▶ _Excerpts from a dataset_
--------------------

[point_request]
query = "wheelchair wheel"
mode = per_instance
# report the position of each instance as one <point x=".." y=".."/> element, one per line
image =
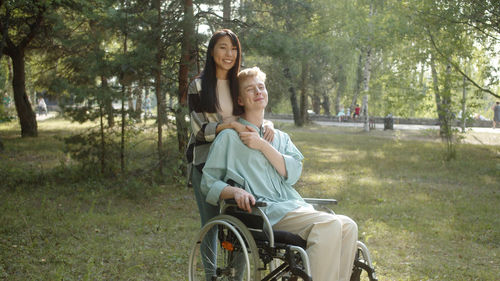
<point x="232" y="256"/>
<point x="363" y="269"/>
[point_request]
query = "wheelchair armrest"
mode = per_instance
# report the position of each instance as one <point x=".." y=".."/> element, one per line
<point x="233" y="202"/>
<point x="319" y="201"/>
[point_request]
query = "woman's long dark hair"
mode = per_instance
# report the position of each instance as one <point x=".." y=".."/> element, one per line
<point x="208" y="99"/>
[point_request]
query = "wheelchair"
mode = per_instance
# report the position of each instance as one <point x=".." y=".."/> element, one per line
<point x="247" y="248"/>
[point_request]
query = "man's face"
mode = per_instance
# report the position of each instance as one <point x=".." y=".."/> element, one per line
<point x="253" y="93"/>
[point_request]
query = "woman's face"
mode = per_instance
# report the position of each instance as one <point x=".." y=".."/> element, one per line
<point x="224" y="54"/>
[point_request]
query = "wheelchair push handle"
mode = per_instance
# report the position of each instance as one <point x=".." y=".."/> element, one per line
<point x="257" y="203"/>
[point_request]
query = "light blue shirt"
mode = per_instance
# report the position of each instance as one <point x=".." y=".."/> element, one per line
<point x="230" y="159"/>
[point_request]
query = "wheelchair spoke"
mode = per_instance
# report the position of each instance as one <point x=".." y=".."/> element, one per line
<point x="221" y="252"/>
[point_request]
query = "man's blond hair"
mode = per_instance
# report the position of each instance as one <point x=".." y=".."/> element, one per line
<point x="251" y="72"/>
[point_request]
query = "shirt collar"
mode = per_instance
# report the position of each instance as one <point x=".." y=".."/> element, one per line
<point x="245" y="122"/>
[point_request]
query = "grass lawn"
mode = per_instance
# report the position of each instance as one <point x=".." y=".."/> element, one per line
<point x="422" y="218"/>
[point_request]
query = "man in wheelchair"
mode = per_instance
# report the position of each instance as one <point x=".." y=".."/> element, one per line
<point x="265" y="172"/>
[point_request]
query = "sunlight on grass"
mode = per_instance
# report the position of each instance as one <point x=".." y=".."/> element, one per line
<point x="421" y="217"/>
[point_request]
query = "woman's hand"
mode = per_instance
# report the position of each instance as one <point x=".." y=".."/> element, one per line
<point x="268" y="129"/>
<point x="251" y="138"/>
<point x="244" y="199"/>
<point x="238" y="127"/>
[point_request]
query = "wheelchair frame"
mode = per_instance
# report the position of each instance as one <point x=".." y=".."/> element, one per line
<point x="248" y="248"/>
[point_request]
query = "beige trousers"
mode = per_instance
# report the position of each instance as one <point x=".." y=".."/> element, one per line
<point x="331" y="241"/>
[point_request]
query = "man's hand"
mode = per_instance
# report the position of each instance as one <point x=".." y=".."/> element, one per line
<point x="244" y="199"/>
<point x="252" y="138"/>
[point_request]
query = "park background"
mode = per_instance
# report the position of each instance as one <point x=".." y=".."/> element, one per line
<point x="99" y="192"/>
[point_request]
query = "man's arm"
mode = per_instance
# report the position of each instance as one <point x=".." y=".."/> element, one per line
<point x="254" y="141"/>
<point x="215" y="171"/>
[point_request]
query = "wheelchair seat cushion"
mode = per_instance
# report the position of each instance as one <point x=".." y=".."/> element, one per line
<point x="285" y="237"/>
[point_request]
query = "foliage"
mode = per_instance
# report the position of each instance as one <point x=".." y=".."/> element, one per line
<point x="61" y="222"/>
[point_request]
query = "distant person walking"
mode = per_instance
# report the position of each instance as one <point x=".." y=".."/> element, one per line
<point x="357" y="110"/>
<point x="42" y="106"/>
<point x="496" y="114"/>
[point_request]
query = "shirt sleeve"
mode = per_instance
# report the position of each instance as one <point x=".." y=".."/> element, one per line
<point x="203" y="130"/>
<point x="293" y="160"/>
<point x="215" y="169"/>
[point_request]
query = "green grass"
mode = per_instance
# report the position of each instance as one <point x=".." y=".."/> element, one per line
<point x="423" y="218"/>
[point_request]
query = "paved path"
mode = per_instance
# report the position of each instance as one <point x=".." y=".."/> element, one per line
<point x="381" y="126"/>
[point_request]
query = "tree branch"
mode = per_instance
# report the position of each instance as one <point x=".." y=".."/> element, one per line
<point x="457" y="68"/>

--------------------

▶ _WORK INSTRUCTION_
Output nothing but the entries above, exactly, once the pictures are removed.

▶ _THE ANSWER_
[point_request]
query = "wheelchair wheel"
mode = per_instance
# report the position of each instance as one <point x=".." y=".."/> element, one per line
image =
<point x="232" y="256"/>
<point x="363" y="269"/>
[point_request]
query = "wheelchair armrest"
mode = per_instance
# report the position of each instance as one <point x=".." y=".."/> element, one per line
<point x="233" y="202"/>
<point x="319" y="201"/>
[point_request]
query = "woman's long dark hair"
mode = per_instance
# report the position of each instance as one <point x=".." y=".."/> element, one per line
<point x="208" y="99"/>
[point_request]
query = "wheelchair"
mode = per_instance
# report the position of each instance as one <point x=".." y=".."/> element, one per line
<point x="247" y="248"/>
[point_request]
query = "man's face"
mode = per_instance
# report the position of each instance as one <point x=".." y=".."/> element, one per line
<point x="253" y="93"/>
[point_request]
query = "woman's face"
mode = per_instance
# report the position of each instance as one <point x=".." y=".."/> element, one per line
<point x="224" y="54"/>
[point_request]
query = "wheelchair push handle"
mode = per_instance
# report the position of each instance as one <point x=".." y=".."/> element, one per line
<point x="257" y="203"/>
[point_request]
query = "light blue shirt"
mode = per_instance
# report the position of each instance as one <point x=".." y=".."/> element, one per line
<point x="230" y="159"/>
[point_request]
query = "wheelchair spoke"
mode = per_instance
# report the position of each instance as one <point x=".." y=".."/> element, one per line
<point x="221" y="252"/>
[point_request]
query = "man's blond hair"
mode = per_instance
# report the position of each instance as one <point x=".." y=".."/> element, one per line
<point x="251" y="72"/>
[point_request]
query = "shirt collar"
mode = per_instance
# report the position of each instance as one <point x=".." y=".."/> element, one per line
<point x="245" y="122"/>
[point_request]
query = "grass lawn"
mode = per_instance
# report the position of each instance as one <point x=".." y=".."/> element, one per line
<point x="422" y="218"/>
[point_request]
query = "man in wheelchair"
mode = per_instance
# report the position of each instance as one <point x=".." y=".."/> element, one per line
<point x="265" y="172"/>
[point_request]
query = "sunlight on grass"
mode = per_instance
# report the position of each instance as one <point x=".." y=".."/> element, one per line
<point x="421" y="217"/>
[point_request]
query = "woman's hand"
mode = per_instance
# report the position of each instance as one <point x=".." y=".."/> element, one per line
<point x="268" y="129"/>
<point x="251" y="138"/>
<point x="244" y="199"/>
<point x="238" y="127"/>
[point_request]
query = "wheelchair frame"
mode = per_instance
# report the position of each instance as one <point x=".." y=".."/> element, one per line
<point x="248" y="248"/>
[point_request]
query = "beige trousers"
mode = per_instance
# report the position of each instance as one <point x=".." y=".."/> element, one per line
<point x="331" y="241"/>
[point_request]
query = "man's hand"
mode = per_instance
# report the position of each instance as one <point x=".." y=".."/> element, one per line
<point x="244" y="199"/>
<point x="252" y="138"/>
[point_request]
query = "park background"
mode = per_instance
# report the position of each instance as one <point x=".." y=".."/> element, one per line
<point x="99" y="192"/>
[point_request]
query = "man's arm"
mode = per_instance
# report the position of each instance as one <point x=".." y=".."/> element, one per line
<point x="254" y="141"/>
<point x="215" y="171"/>
[point_request]
query = "wheelchair seat cushion"
mode = per_instance
# report the position of each instance as one <point x=".." y=".."/> element, one per line
<point x="285" y="237"/>
[point_request]
query = "foliage"
mode = per_instance
# report the position of each instance as one <point x=".." y=".."/> element, one per line
<point x="61" y="222"/>
[point_request]
query = "distant person walking"
mode = per_instance
# report the position of each instance as one <point x=".." y=".."/> element, one per line
<point x="357" y="110"/>
<point x="42" y="106"/>
<point x="496" y="114"/>
[point_request]
query = "shirt sleeve"
mode = per_instance
# report the position of each instance as one <point x=".." y=".."/> element, one per line
<point x="203" y="130"/>
<point x="293" y="160"/>
<point x="215" y="169"/>
[point_request]
query = "green grass"
mode = per_instance
# report the position of each instance as one <point x=".." y=".."/> element, one per line
<point x="423" y="218"/>
[point_request]
query = "paved path"
mode = per_instance
# report the position of each instance as one <point x=".." y=".."/> element, one per line
<point x="381" y="126"/>
[point_request]
query = "tree branch"
mode = per_instance
# report the position of each instance as one <point x=".." y=".."/> element, one per line
<point x="457" y="68"/>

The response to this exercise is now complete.